Democrat Eileen Kiely, 59, and Republican Jack Zika, 40, are squaring off to fill the Oregon House seat being vacated by Gene Whisnant. Of the two, Zika will best represent the district that includes Redmond and Sunriver.

Kiely, a Sunriver resident and ski instructor, would solve many of the state’s problems by raising taxes. The Public Employees Retirement System needs a financial fix? Write a payment plan and raise taxes to make it work. Do our bit for climate change? Vote for the Democrats’ cap-and-invest scheme, a plan that is, in her opponent’s words, “a hidden sales tax” that would drive up the cost of living for everyone in Oregon. Family leave? Tax employers and employees. Oregon Health Plan? Find more taxes.

You get the idea.

Zika wants to solve those problems, as well. PERS takes money from Oregon classrooms, he says, and it must be fixed. He likes the plan put forward by gubernatorial candidate Knute Buehler, which would cap payout at $100,000 per year, require public employees to invest in their pension accounts and switch future employees to a 401(k) plan used by many employers. He’d also end the practice of “spiking,” which allows public employees to inflate their last years’ salaries to increase their retirement payout.

• Record set

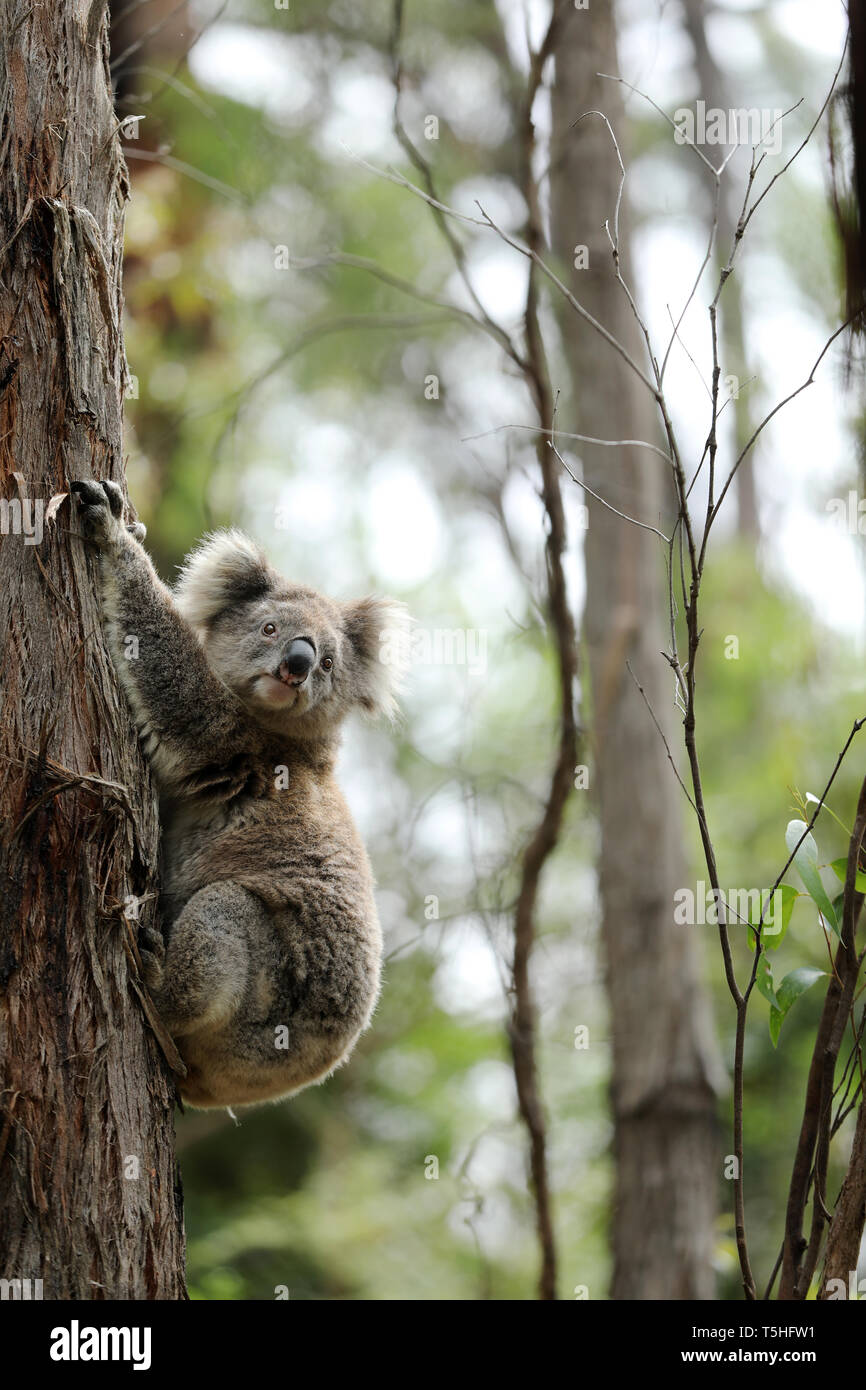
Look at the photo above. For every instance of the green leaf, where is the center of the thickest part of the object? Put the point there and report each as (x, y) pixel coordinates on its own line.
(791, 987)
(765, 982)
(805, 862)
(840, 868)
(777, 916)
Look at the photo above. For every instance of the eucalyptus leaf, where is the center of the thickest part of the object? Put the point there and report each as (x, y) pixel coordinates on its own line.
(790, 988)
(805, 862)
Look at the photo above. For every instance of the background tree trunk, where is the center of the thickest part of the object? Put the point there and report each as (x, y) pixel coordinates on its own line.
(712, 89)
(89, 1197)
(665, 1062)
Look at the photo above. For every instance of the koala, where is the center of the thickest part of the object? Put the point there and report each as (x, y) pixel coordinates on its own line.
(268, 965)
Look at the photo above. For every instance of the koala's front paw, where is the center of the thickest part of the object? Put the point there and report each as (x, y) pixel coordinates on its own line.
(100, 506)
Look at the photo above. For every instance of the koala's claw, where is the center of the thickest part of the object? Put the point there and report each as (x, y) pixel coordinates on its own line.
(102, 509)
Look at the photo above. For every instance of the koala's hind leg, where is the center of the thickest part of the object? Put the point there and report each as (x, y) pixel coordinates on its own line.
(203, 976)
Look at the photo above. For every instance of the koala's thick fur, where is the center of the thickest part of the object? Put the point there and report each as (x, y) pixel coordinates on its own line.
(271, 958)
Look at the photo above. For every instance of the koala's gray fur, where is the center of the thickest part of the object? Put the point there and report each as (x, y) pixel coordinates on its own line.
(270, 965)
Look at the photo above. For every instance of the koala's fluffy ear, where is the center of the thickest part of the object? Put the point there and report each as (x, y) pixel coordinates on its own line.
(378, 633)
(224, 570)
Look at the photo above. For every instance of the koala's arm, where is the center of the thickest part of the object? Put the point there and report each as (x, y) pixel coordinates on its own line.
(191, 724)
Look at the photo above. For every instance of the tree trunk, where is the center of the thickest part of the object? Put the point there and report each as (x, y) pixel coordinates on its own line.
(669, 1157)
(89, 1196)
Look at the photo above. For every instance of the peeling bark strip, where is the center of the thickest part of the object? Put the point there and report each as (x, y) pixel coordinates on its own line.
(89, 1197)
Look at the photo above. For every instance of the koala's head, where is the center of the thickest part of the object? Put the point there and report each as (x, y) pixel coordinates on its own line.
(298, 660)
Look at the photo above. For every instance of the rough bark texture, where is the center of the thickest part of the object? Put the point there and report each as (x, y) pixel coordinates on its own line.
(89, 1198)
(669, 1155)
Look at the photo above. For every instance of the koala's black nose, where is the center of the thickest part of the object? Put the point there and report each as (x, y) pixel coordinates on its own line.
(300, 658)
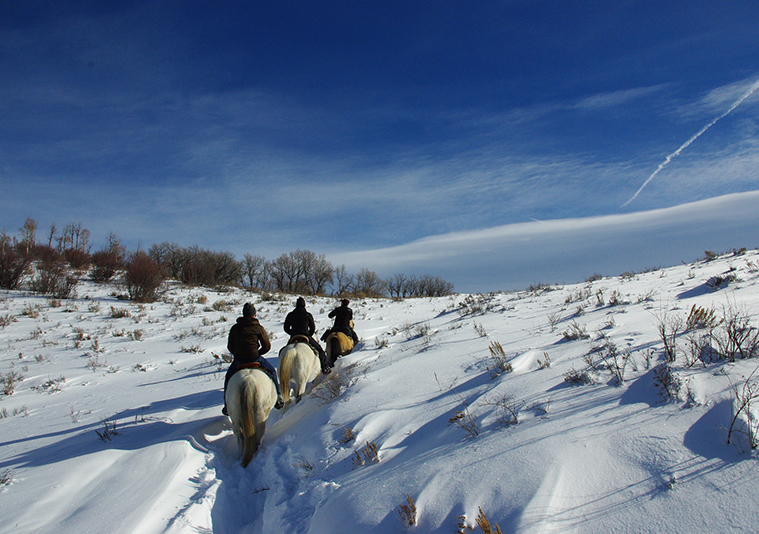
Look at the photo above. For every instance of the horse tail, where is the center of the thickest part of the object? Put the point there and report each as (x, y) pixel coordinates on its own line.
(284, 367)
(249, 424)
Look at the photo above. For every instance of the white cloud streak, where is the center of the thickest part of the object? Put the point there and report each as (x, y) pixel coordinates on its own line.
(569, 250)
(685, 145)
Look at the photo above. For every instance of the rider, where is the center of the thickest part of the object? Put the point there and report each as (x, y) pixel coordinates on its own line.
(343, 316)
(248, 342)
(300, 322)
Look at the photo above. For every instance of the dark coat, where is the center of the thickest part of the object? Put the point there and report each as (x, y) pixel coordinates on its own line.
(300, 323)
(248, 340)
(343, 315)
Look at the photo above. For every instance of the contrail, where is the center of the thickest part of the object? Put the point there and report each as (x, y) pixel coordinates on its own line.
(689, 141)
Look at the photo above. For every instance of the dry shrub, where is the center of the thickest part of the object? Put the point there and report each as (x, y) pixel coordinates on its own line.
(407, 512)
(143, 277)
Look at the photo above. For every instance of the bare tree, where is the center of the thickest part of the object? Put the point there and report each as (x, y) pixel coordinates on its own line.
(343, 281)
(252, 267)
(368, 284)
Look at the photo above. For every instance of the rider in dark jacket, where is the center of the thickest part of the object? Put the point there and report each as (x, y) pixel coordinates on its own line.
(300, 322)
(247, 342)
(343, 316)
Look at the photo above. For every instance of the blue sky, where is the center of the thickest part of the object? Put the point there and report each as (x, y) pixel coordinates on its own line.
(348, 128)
* * *
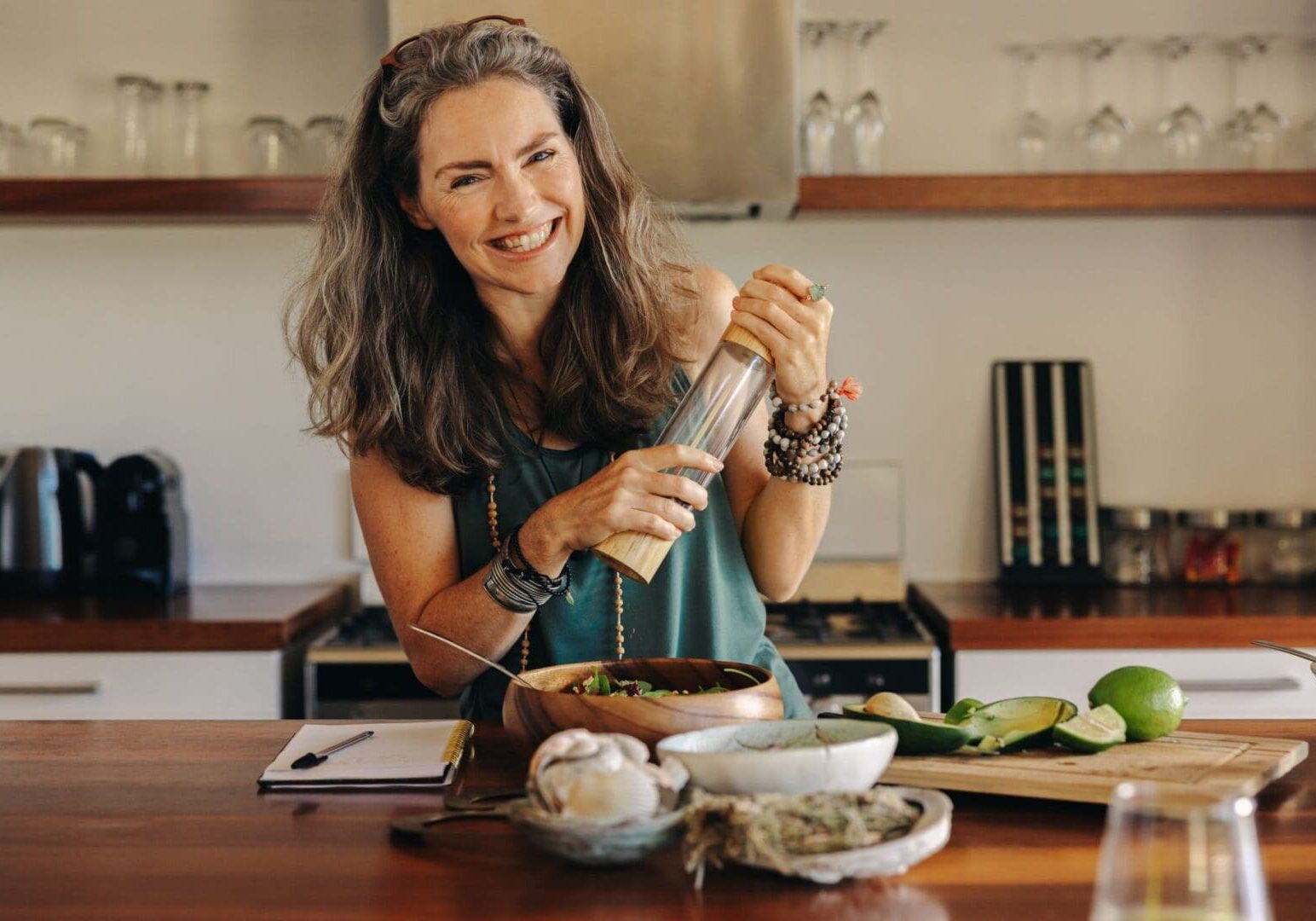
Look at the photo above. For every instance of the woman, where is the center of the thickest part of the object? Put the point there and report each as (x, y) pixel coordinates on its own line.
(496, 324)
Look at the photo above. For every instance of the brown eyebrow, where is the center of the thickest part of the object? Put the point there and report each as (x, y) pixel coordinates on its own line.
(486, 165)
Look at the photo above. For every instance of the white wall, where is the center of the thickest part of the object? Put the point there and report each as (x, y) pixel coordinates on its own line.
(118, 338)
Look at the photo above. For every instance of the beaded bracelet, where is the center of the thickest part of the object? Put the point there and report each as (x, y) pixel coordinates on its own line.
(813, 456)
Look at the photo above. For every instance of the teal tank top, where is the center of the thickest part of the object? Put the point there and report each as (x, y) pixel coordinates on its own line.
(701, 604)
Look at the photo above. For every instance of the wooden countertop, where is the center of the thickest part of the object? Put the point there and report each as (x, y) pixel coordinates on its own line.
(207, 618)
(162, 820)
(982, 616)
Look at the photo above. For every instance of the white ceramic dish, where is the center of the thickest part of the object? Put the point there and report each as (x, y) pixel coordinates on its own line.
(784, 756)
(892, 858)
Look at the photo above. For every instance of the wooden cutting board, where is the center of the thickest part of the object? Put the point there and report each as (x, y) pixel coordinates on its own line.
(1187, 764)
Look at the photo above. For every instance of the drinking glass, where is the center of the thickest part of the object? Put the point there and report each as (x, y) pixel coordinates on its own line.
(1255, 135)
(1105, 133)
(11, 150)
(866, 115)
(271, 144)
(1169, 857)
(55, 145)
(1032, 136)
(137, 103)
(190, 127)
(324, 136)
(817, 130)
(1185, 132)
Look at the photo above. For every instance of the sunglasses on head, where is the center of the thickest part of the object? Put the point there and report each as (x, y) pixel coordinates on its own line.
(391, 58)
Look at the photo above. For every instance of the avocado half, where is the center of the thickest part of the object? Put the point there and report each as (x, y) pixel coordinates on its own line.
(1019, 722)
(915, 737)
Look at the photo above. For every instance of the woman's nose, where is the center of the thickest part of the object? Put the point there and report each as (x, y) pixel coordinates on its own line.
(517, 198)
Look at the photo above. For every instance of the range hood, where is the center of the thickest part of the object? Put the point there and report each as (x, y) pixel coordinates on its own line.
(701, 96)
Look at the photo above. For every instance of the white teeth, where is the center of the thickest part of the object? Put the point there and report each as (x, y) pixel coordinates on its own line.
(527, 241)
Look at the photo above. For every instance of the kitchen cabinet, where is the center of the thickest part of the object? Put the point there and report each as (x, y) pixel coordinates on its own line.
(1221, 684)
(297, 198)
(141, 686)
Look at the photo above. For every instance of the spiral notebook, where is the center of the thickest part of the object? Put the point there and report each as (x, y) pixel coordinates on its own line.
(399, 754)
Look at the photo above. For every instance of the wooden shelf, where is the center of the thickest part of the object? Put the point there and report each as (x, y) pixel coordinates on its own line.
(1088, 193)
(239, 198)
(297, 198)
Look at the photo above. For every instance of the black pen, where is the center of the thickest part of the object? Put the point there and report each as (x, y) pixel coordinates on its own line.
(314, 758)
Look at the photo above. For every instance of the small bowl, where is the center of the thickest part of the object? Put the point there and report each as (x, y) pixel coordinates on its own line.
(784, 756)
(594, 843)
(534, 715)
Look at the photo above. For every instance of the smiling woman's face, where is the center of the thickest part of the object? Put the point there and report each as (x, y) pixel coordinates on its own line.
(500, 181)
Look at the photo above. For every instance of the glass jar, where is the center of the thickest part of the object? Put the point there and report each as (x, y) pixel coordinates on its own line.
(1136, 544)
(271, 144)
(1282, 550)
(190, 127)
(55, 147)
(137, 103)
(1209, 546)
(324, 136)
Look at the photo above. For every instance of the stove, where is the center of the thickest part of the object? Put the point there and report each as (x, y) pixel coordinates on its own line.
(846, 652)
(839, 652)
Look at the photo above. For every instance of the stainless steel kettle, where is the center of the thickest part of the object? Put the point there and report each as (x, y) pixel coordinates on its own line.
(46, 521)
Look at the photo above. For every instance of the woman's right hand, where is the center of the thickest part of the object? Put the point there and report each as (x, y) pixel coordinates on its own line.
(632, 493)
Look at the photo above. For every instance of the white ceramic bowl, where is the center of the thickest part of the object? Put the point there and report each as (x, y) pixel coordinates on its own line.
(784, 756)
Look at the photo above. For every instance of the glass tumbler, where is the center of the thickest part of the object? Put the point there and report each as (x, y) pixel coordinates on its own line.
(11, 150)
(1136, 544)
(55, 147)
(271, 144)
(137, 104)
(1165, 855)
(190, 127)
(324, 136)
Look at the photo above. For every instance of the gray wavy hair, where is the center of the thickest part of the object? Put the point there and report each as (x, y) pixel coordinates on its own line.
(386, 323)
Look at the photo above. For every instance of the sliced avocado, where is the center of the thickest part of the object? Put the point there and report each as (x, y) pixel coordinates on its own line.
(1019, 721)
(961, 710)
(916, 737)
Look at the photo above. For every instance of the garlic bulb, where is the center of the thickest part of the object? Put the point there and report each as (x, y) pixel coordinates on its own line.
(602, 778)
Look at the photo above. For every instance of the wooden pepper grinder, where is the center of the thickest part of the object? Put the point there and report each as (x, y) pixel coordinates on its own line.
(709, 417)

• Task
In the editorial on the Oregon House race, what yearly limit on pension payouts does the plan Zika favors set?

• Finished exercise
$100,000 per year.